====== Document excerpt
I’ve already averaged the results for the 5 models than had below-average climate sensitivity, and the 9 models that had above-average climate sensitivity.

The curves in the following plot are lag regression coefficients, which can be interpreted as the rate of radiative energy gain (or loss) per degree C of temperature change, at various time lags. A time lag of zero months can be thought of as the month of temperature maximum (or minimum). I actually verified this interpretation by examining composite warm and cold events from the CNRM-CM3 climate model run, which exhibits strong El Niño and La Niña activity.

Also shown are satellite-based results, from detrended HadSST2 global sea surface temperature anomalies and satellite-measured anomalies in radiative fluxes from the Terra CERES instrument, for the 10-year period from March 2000 through June 2010.

The most obvious thing to note is that in the months running up to a temperature maximum (minimum), the global oceans are gaining (losing) extra radiative energy. This is true of all of the climate models, and in the satellite observations.

The above plot is a possibly a more intuitive way to look at the data than the ‘phase space’ plots I’ve been pushing the last few years. One of the KEY things it shows is that doing these regressions only at ZERO time lag (as Dessler recently did in his 2010 cloud feedback paper, and all previous researchers have tried to do) really has very little meaning. Because of the time lags involved in the temperature response to radiative imbalances, one MUST do these analyses taking into account the time lag behavior if one is to have any hope of diagnosing feedback. At zero time lag, there is very little signal at all to analyze.

So, What Does This Tell Us About the Climate Models Used to Predict Global Warming?

Of course, what I am ultimately interested in is whether the satellite data can tell us anything that might allow us to determine which of the climate models are closer to reality in terms of their global warming predictions.

And, as usual, the results shown above do not provide a clear answer to that question.

Now, the satellite observations DO suggest that there are larger radiative imbalances associated with a given surface temperature change than the climate models exhibit. But the physical reason why this is the case cannot be determined without other information.

It could be due to a greater depth of water being involved in temperature changes in the real climate system, versus in climate models, on these time scales. Or, maybe the extra radiative input seen in the satellite data during warming is being offset by greater surface evaporation rates than the models produce.

But remember, conceptually these radiative changes are some combination of forcing and feedback, in unknown amounts. What I call forcing is what some people call “unforced internal variability” – radiative changes not due to feedback (by definition, the direct or indirect result of surface temperature changes). They are probably dominated by quasi-chaotic, circulation-induced variations in cloud cover, but could also be due to changes in free-tropospheric humidity.
============
====== Extracted data
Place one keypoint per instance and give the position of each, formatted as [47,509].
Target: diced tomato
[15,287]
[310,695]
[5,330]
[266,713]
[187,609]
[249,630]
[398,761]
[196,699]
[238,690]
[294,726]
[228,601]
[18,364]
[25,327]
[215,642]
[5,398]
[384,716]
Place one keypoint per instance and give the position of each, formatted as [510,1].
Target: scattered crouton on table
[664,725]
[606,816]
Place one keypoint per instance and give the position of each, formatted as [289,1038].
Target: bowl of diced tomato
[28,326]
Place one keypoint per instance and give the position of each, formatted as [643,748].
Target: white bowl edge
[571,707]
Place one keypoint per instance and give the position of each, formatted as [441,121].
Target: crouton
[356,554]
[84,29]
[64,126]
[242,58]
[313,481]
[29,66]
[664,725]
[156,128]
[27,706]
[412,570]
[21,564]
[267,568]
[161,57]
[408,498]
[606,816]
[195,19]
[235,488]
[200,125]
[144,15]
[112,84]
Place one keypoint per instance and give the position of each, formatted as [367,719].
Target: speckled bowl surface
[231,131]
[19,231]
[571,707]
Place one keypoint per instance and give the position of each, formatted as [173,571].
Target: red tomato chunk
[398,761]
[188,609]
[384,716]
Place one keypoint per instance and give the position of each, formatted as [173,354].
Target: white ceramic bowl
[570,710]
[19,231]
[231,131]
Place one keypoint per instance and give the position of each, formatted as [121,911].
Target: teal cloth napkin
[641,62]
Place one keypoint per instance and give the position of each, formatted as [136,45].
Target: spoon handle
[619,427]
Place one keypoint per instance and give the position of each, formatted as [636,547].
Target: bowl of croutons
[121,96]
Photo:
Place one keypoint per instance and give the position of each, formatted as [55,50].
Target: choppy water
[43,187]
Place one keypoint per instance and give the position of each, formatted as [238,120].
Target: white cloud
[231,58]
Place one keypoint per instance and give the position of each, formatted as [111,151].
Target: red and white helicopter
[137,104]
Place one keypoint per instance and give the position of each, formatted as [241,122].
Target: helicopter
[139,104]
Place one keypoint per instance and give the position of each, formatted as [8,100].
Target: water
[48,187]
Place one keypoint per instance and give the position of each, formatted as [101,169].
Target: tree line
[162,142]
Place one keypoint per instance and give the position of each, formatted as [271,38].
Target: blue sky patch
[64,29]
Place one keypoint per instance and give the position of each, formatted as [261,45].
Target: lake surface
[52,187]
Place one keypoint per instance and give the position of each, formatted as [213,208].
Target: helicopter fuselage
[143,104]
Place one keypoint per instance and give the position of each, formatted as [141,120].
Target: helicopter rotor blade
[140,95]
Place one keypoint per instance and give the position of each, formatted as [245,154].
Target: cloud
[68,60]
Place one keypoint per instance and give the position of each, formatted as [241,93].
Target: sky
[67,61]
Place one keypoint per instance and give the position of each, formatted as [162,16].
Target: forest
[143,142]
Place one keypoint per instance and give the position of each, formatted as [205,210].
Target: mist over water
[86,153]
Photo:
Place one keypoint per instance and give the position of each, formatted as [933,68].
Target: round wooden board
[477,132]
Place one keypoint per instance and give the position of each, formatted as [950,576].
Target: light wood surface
============
▸ **Instructions to follow**: In the climate-feedback excerpt, what period do the satellite-based results cover?

▸ **Result**: The 10-year period from March 2000 through June 2010.